■ COMPLETE THE FOLLOWING:
1 - List every kind of intelligence that the Palm Sunday sermon names.
2 - From the Palm Sunday sermon, extract the part that opens with the words containing "Our lives continually" and closes with "pictures? (Traffic cones)".
3 - How does the Palm Sunday sermon define dynamic intelligence?

[start of PROVIDED PASSAGE]

"Finding Uncertainty" (John 12:12-16), Palm Sunday sermon, Mar 25, 2018

John 12:12-16


Were you happy with the Palm Sunday Rap we did together with the children? What part of it made you excited? What made you feel uncertain? Is uncertainty necessarily negative or bad in our lives? Or can it be a state of being in which we still engage meaningfully with ourselves, with the activity at hand, and learn something? 

We’ve all heard of some of the different intelligence categories: the most familiar may be I.Q..These days we talk a lot about the importance of E.Q. (emotional intelligence) and Multiple intelligences. I have one more addition for you - recently, I had an opportunity to learn about “Dynamic intelligence” at a workshop regarding children’s development and thought ‘That really sounds like theology or faith.’ 

What is dynamic intelligence? To put it simply, “It is the ability to make decisions, and to learn from our decisions, when we face something NEW.” 

Our lives continually present us with: 
Predictability: (which feels comfortable) and 
Uncertainty: (which is an opportunity for growth). 



(Several pictures of the ordinary moments of our daily lives.) 





Some of these moments require us to make a decision, some do not; it depends on whether we are faced with some degree of uncertainty. What represents Uncertainty among these pictures? (Traffic cones)

[end of PROVIDED PASSAGE]
[start of RAW DATA]

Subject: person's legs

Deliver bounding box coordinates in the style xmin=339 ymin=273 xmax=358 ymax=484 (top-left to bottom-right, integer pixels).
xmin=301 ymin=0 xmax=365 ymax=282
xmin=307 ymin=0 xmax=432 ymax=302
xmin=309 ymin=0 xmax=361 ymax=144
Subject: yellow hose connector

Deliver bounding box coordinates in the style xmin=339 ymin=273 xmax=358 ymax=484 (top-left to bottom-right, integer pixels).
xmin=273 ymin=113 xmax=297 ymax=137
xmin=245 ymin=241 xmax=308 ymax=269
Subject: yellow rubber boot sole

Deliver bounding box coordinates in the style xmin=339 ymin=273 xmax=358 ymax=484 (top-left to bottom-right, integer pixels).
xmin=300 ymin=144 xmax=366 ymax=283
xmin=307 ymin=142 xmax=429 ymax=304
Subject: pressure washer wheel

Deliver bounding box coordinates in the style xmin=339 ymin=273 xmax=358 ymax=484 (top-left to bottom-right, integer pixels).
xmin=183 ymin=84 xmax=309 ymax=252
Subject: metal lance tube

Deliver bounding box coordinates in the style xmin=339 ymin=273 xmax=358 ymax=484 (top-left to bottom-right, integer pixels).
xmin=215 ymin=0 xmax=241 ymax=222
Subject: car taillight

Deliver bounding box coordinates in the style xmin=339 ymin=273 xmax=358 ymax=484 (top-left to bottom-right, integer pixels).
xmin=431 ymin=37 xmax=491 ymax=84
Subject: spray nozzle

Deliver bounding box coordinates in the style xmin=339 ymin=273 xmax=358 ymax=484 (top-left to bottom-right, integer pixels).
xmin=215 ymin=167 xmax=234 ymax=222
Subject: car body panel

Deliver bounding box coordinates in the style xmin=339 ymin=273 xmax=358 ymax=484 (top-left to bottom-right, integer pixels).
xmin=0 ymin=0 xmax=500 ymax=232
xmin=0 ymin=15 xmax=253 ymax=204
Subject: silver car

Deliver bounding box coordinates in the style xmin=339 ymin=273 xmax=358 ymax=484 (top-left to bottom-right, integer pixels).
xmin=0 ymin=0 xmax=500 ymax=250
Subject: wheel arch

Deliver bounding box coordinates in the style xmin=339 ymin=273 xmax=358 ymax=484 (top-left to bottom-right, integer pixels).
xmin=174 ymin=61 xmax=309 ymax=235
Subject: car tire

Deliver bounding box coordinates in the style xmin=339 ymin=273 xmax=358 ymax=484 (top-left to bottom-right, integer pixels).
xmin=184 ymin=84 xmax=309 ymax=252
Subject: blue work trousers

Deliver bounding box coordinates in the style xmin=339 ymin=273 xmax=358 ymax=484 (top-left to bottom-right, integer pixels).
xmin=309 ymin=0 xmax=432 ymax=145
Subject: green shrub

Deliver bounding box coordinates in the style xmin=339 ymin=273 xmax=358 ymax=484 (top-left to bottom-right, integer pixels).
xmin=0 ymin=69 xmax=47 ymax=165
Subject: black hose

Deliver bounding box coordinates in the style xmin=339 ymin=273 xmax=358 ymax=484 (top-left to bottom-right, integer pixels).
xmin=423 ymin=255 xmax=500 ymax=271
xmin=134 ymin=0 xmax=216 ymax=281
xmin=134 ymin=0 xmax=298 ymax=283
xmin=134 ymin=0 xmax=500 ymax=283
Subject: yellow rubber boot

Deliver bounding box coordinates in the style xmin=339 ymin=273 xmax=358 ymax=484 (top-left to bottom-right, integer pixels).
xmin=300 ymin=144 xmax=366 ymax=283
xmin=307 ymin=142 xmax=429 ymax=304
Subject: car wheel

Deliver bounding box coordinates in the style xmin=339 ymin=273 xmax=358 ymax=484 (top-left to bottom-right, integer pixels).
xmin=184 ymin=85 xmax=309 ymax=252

[end of RAW DATA]

■ EXPECTED RESULTS:
1 -
I.Q.
E.Q. (emotional intelligence)
Multiple intelligences
Dynamic intelligence

2 -
Our lives continually present us with: 
Predictability: (which feels comfortable) and 
Uncertainty: (which is an opportunity for growth). 



(Several pictures of the ordinary moments of our daily lives.) 





Some of these moments require us to make a decision, some do not; it depends on whether we are faced with some degree of uncertainty. What represents Uncertainty among these pictures? (Traffic cones)

3 - It is the ability to make decisions, and to learn from our decisions, when we face something new.